# Requirement:
Your answer must be an exact transcription of the lines from the line with "Q: Tag one point on each instance of the green meadow" through the final line of the data.

# Exercise materials:
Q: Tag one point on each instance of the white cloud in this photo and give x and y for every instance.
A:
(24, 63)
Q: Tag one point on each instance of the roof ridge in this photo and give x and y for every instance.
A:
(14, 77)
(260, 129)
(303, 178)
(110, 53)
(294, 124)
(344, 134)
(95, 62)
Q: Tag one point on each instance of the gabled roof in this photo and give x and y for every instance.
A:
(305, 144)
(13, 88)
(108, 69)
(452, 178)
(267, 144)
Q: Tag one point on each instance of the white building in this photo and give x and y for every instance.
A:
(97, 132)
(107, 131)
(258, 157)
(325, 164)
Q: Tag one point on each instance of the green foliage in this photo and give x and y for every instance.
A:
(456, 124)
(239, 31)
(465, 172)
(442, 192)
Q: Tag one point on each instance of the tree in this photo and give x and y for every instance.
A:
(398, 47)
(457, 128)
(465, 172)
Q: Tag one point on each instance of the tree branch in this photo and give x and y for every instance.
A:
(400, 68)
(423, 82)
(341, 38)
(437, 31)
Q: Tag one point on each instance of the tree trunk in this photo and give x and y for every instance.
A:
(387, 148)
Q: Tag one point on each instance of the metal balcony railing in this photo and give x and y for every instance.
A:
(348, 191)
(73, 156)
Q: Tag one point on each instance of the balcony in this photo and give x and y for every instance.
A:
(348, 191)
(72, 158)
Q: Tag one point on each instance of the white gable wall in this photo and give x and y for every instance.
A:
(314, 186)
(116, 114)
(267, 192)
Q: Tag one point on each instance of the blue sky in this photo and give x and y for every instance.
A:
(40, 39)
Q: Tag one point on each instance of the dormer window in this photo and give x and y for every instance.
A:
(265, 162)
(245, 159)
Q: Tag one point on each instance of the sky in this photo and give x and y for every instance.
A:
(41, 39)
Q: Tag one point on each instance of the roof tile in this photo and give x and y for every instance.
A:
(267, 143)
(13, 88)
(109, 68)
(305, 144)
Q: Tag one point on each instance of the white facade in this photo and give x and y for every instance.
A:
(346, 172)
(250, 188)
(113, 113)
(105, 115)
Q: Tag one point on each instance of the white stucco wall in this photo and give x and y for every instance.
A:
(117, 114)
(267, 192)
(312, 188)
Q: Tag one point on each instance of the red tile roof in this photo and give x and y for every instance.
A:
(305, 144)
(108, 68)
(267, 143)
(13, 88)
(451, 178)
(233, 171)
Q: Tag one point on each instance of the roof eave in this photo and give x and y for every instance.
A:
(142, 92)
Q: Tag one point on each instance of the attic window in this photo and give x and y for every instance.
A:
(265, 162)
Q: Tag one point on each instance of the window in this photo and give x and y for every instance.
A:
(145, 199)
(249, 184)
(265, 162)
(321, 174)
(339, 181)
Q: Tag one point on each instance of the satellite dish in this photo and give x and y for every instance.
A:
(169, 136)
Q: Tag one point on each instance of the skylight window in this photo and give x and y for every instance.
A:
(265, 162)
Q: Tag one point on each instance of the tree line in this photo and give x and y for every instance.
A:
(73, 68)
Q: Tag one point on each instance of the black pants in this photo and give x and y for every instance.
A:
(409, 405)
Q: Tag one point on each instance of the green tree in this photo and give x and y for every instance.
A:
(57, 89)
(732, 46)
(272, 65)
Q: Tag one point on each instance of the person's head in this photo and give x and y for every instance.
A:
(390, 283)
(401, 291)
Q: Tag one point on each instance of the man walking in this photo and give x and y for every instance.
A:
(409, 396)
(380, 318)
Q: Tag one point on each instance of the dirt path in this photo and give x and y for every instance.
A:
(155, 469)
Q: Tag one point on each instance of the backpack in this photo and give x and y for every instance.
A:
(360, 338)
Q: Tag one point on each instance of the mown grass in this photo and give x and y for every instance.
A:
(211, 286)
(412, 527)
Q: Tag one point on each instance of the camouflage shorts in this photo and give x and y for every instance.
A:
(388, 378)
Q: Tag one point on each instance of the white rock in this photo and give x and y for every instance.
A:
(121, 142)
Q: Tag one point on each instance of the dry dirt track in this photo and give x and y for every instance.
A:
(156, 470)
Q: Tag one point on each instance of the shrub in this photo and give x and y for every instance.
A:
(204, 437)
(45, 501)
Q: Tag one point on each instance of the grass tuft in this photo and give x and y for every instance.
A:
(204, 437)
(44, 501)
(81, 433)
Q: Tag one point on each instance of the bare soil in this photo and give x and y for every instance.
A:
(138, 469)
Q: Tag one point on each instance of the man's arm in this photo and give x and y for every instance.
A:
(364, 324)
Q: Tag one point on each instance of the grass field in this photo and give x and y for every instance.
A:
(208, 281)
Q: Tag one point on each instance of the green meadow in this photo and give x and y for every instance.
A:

# Solved exercise:
Q: Tag one point on each instance of the green meadow in this photo and give x and y for every instance.
A:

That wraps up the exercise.